■ Deine Aufgabe ■
Wandle die Zeilen ab der Zeile mit „Task: set a point on the white plate, one“ bis einschließlich zur letzten Zeile in eine nummerierte Liste um. Leere Zeilen fallen dabei weg.

■ Extrahiertes Material ■
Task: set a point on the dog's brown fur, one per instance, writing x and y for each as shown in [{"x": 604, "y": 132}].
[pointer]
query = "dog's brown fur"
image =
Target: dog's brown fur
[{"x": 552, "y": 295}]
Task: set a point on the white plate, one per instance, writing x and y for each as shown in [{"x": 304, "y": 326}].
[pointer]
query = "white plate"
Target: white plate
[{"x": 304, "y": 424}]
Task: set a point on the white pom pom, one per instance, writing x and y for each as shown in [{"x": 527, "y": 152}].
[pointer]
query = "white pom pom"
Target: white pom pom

■ Antwort zur Aufgabe ■
1. Task: set a point on the white plate, one per instance, writing x and y for each as shown in [{"x": 304, "y": 326}].
2. [pointer]
3. query = "white plate"
4. Target: white plate
5. [{"x": 304, "y": 424}]
6. Task: set a point on the white pom pom, one per instance, writing x and y for each as shown in [{"x": 527, "y": 152}].
7. [pointer]
8. query = "white pom pom"
9. Target: white pom pom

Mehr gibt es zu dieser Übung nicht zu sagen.